**DOCUMENT EXTRACT**
November 14, 2008 at 1:42 pm
“Pansexual”…that makes me think of unicorns.
AYL: Seriously, between the vulgar and inappropriate oral sex offer and the “someone hand me a gun” comment, you are a little extra hot today.
November 14, 2008 at 1:43 pm
@AYL: I almost got a clerk at a grocery store fired when he muttered “What a waste,” as my ex and I left with our groceries.
And I totally lurrrrrrrrrve being told that I am confused, or don’t know what I want, or some prince thinks his magical peen will turn me into a beautiful straight princess once again!
November 14, 2008 at 1:44 pm
AYL–Ugh. Like my grandmother who said that her stepdaughter was a lesbian because she wasn’t very attractive and, thus, hadn’t met the right man yet.
I was like, uhhh, I know some hot-ass lesbians who could get any man they wanted. I don’t think that’s the problem.
Ideally, we would all be completely honest and accepting of each other. I feel like the gap has closed a little, but there’s definitely a long way to go.
November 14, 2008 at 1:46 pm
SBJ–EWWWWWWWWWWWW. The only time I say anything like that is when I see a smart, beautiful girl with a total douchebag, who is most likely someone like that guy.
I actually got that once, but it was because of my tattoo. Whaaaa?
November 14, 2008 at 1:47 pm
@truculentandunreliable: You’re exactly right, and that’s true regardless of SO, though people rarely abide such a common sense approach.
I think it’s just important to be totally honest from the beginning, but the problem bi women have with that is it inherently whittles down the pool of women to choose from. Which is unfortunate. It’s not pleasant by any means, but I can see an honest, well-meaning bi girl getting involved with a woman, agonizing over the fact that it’s a wonderful relationship but that she realizes she wants one with a man instead, and being honest about that. Is it unfair? Yes. Most break-ups are utterly devoid of “fairness.” It is, however, honest.

**PROBLEMS TO SOLVE**
1. Translate this sentence from the comment thread into Spanish: "Ideally, we would all be completely honest and accepting of each other."
2. Reproduce the passage of the comment thread starting with "I was like, uhhh, I" and going on through "my tattoo. Whaaaa?".

(Point-based annotation data)
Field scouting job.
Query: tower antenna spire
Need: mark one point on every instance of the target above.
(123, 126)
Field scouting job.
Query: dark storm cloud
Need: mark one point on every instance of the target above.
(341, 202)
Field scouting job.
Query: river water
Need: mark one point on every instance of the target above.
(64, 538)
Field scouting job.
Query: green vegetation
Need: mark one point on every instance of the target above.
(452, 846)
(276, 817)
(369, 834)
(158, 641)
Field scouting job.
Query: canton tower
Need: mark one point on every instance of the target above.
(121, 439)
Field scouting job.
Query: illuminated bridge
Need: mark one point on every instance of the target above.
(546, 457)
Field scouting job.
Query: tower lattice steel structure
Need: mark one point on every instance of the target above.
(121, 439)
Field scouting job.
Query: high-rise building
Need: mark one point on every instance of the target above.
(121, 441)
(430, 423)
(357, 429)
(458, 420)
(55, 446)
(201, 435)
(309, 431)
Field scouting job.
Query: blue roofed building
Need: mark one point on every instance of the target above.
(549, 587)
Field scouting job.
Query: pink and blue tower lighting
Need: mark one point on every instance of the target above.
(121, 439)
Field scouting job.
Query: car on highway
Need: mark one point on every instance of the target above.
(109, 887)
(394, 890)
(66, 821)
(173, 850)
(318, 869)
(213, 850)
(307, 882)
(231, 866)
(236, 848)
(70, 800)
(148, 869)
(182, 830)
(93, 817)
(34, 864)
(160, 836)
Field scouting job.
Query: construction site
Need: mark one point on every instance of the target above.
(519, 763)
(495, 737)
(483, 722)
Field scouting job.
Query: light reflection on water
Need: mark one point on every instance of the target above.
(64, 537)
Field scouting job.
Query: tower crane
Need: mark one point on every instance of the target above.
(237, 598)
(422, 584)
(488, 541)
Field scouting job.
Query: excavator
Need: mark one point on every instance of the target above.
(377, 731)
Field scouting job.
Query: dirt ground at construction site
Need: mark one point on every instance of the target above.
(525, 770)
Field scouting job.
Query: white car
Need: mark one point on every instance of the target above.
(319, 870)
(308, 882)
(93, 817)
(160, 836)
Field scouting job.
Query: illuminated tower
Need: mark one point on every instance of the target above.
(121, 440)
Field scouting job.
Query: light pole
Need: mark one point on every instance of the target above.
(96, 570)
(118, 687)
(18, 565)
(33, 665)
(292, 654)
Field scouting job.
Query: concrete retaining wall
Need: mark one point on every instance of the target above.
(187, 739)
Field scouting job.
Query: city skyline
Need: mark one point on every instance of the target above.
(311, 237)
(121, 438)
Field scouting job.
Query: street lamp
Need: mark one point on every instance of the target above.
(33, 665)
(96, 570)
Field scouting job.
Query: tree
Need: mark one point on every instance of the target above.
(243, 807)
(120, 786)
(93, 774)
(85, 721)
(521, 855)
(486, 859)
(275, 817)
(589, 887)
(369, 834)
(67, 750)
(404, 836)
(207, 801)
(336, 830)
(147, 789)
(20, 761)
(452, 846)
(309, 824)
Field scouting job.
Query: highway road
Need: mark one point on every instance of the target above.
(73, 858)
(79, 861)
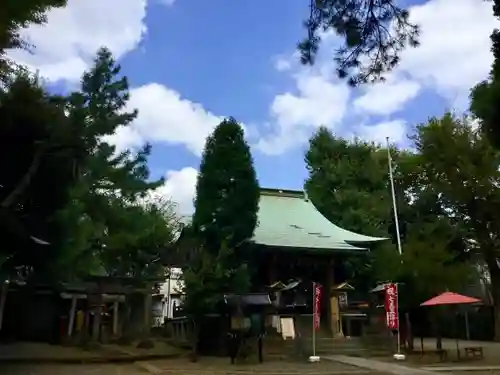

**WORKED SOLUTIONS**
1. Idealmente, todos seríamos completamente honestos y nos aceptaríamos unos a otros.

2.
I was like, uhhh, I know some hot-ass lesbians who could get any man they wanted. I don’t think that’s the problem.
Ideally, we would all be completely honest and accepting of each other. I feel like the gap has closed a little, but there’s definitely a long way to go.
November 14, 2008 at 1:46 pm
SBJ–EWWWWWWWWWWWW. The only time I say anything like that is when I see a smart, beautiful girl with a total douchebag, who is most likely someone like that guy.
I actually got that once, but it was because of my tattoo. Whaaaa?